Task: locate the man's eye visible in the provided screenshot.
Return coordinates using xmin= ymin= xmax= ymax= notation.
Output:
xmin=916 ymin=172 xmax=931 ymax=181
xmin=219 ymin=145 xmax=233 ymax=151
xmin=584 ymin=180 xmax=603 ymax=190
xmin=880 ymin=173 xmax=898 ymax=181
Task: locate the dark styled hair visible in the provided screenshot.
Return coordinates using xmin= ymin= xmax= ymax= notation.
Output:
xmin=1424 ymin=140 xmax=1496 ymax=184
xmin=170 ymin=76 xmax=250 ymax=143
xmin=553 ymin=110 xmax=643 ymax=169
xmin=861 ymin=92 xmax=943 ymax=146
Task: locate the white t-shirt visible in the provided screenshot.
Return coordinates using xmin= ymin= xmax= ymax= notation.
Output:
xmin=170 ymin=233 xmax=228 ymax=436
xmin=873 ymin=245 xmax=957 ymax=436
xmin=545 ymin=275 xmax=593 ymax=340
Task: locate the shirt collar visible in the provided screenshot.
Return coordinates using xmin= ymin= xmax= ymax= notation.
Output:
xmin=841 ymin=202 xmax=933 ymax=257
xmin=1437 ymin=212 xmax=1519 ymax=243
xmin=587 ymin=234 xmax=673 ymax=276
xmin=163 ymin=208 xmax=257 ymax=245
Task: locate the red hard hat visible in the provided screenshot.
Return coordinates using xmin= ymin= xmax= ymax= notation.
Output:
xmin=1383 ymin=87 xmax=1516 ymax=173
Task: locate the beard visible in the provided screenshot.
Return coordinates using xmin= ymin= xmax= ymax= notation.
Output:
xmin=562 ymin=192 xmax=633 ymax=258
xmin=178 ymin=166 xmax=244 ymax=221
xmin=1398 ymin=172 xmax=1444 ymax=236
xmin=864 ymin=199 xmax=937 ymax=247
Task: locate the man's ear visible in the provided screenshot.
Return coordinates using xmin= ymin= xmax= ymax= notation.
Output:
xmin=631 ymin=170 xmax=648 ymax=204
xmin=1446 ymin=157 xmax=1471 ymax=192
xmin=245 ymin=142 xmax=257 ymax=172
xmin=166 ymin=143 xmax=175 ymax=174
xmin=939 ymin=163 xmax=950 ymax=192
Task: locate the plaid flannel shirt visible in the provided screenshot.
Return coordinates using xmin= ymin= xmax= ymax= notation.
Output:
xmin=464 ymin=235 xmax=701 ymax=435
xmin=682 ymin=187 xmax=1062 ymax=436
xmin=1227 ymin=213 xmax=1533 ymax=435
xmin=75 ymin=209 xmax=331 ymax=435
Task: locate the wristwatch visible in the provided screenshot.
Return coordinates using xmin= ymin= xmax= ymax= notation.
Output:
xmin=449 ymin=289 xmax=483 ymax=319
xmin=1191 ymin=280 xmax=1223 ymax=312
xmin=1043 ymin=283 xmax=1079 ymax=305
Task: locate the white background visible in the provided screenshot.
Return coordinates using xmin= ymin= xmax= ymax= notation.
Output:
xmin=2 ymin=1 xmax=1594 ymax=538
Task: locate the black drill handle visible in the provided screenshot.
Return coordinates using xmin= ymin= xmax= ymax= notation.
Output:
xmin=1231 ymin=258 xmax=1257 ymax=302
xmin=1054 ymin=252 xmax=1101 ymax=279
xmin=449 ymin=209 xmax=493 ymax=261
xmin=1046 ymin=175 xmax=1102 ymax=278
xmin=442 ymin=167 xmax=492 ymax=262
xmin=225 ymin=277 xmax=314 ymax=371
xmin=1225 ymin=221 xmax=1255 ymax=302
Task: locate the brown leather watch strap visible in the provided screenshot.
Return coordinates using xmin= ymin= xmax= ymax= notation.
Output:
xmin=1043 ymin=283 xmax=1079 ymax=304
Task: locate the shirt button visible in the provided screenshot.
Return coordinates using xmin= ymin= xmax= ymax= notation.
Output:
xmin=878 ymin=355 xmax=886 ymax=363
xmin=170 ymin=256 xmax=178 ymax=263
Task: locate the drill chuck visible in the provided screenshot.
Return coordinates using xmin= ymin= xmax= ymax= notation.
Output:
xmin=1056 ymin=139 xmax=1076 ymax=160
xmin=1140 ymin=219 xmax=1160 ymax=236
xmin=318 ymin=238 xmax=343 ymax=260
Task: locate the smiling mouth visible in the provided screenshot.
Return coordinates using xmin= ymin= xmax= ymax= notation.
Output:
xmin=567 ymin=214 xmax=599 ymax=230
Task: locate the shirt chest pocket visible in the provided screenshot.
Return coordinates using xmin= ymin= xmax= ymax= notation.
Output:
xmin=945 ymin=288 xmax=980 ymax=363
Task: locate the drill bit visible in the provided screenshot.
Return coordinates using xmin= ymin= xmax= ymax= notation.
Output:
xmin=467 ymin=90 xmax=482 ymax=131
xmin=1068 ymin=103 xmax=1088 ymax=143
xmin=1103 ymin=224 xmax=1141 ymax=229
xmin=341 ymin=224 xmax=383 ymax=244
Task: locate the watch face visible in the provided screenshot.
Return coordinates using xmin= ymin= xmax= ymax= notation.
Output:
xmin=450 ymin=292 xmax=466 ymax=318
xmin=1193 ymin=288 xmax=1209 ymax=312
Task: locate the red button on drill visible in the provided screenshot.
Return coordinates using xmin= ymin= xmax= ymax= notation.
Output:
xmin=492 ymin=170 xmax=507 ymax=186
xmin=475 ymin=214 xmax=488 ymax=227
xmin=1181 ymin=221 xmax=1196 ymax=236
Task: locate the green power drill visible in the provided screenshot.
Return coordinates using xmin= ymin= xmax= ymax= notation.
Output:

· · ·

### Problem
For this exercise, please copy exactly the lines from the one holding "Task: locate the green" through the end of the records, the first and last included.

### Written solution
Task: locate the green power drill visible in the provided screenshot.
Return coordinates using xmin= ymin= xmax= ymax= notation.
Output:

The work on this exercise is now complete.